--- START Text to read ---
Studio album by Jedward
- Released: 22 June 2012
- Recorded: January–March 2012
- Genres: Pop, teen pop, synthpop
- Length: 43:03
- Labels: Universal Music Ireland
- Producers: Deekay, Dan Priddy, Duck & Paddy, Trinity, Rob Wells, Reflection Music, DBH, Matt Marston, Will Simms

Jedward chronology
| Victory (2011) | Young Love (2012) | Voice of a Rebel (2019) |

Singles from Young Love
- "Waterline" Released: 24 February 2012; "Young Love" Released: 15 June 2012; "Luminous" Released: 12 October 2012;

= Young Love (Jedward album) =

Young Love is the third studio album by Irish pop duo Jedward. The album was released on 22 June 2012. In January 2012, Jedward began recording material for their third studio album, including their 2012 Eurovision Song Contest entry "Waterline". This recording was done at Wendy House Productions, in West London. The rest of the album was recorded in March at a studio in Sweden. Young Love is a concept album recounting the story of a relationship, from its beginning to end. In 2012 the album was given Gold certification in Ireland.
--- END Text to read ---
--- START Data rows ---
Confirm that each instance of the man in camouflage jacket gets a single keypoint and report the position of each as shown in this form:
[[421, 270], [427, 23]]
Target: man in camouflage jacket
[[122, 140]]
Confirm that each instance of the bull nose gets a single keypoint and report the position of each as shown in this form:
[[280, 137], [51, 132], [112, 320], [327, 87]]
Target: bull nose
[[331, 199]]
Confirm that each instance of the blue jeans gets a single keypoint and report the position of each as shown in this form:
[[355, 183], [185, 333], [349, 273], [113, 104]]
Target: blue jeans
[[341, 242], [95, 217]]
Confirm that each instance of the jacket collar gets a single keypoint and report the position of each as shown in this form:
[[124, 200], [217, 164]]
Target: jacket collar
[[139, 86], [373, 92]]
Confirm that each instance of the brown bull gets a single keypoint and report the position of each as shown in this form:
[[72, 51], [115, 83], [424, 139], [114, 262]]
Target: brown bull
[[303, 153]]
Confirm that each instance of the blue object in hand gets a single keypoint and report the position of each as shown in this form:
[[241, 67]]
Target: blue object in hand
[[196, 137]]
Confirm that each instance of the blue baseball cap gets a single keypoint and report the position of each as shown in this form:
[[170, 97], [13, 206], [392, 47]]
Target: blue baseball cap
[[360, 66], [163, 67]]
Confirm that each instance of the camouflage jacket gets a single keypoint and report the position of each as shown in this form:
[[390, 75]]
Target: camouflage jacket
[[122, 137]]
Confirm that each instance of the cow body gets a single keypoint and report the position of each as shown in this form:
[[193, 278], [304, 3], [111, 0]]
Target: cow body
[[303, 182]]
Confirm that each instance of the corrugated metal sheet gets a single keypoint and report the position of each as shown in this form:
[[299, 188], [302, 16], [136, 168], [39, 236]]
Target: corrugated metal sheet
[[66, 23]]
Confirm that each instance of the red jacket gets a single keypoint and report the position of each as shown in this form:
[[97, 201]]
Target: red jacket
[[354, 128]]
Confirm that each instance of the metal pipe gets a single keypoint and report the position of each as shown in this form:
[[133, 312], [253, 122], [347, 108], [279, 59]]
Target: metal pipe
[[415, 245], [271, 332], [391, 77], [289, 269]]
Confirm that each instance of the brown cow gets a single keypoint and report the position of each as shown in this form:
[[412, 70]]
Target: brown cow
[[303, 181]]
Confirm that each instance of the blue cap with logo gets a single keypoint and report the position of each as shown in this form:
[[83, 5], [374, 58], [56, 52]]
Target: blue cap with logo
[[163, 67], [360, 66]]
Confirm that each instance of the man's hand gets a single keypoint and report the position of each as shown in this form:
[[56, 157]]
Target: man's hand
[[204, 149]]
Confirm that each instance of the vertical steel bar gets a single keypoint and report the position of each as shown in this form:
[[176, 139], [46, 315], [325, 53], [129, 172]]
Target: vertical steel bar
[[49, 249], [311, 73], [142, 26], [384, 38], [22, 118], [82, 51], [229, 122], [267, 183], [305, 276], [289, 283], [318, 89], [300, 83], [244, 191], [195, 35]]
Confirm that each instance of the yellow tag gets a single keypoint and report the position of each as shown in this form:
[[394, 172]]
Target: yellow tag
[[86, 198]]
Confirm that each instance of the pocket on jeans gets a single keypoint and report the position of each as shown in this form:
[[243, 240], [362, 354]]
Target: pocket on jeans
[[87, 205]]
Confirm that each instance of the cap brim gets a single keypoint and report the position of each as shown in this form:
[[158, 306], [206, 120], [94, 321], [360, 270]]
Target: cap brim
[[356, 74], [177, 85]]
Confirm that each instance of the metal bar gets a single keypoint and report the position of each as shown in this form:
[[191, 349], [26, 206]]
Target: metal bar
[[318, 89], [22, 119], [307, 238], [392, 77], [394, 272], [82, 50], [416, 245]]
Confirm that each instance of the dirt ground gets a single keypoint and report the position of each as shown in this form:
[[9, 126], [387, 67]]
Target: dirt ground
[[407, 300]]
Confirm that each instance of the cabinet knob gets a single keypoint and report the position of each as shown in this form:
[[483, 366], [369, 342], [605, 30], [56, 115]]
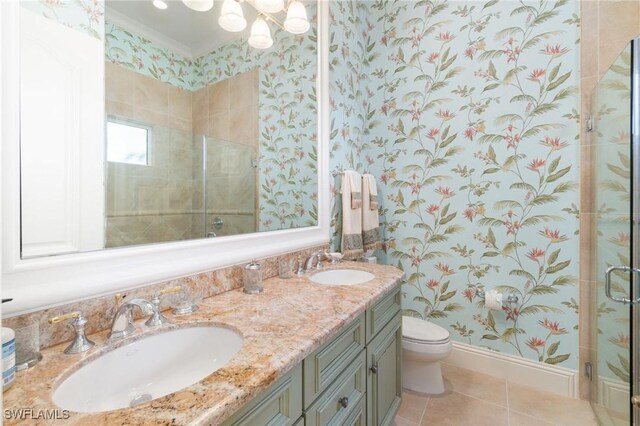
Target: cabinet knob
[[344, 401]]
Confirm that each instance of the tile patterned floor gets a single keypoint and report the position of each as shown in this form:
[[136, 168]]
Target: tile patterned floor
[[477, 399]]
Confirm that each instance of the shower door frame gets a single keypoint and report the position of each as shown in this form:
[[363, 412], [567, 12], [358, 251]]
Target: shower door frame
[[635, 223]]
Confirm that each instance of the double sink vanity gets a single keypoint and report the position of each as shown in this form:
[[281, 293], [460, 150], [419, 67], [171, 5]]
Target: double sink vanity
[[322, 348]]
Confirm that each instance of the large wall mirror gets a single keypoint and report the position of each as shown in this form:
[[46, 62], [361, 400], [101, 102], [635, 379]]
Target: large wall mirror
[[143, 125], [142, 144]]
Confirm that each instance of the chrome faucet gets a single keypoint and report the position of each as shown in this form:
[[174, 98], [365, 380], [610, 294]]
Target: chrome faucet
--- END Data rows ---
### Exercise
Copy the stretch of the Young Love article from "Jedward chronology" through "certification in Ireland.", changing "Sweden" to "Norway". Work only from the Young Love article, without outside knowledge.

### The completed task
Jedward chronology
| Victory (2011) | Young Love (2012) | Voice of a Rebel (2019) |

Singles from Young Love
- "Waterline" Released: 24 February 2012; "Young Love" Released: 15 June 2012; "Luminous" Released: 12 October 2012;

= Young Love (Jedward album) =

Young Love is the third studio album by Irish pop duo Jedward. The album was released on 22 June 2012. In January 2012, Jedward began recording material for their third studio album, including their 2012 Eurovision Song Contest entry "Waterline". This recording was done at Wendy House Productions, in West London. The rest of the album was recorded in March at a studio in Norway. Young Love is a concept album recounting the story of a relationship, from its beginning to end. In 2012 the album was given Gold certification in Ireland.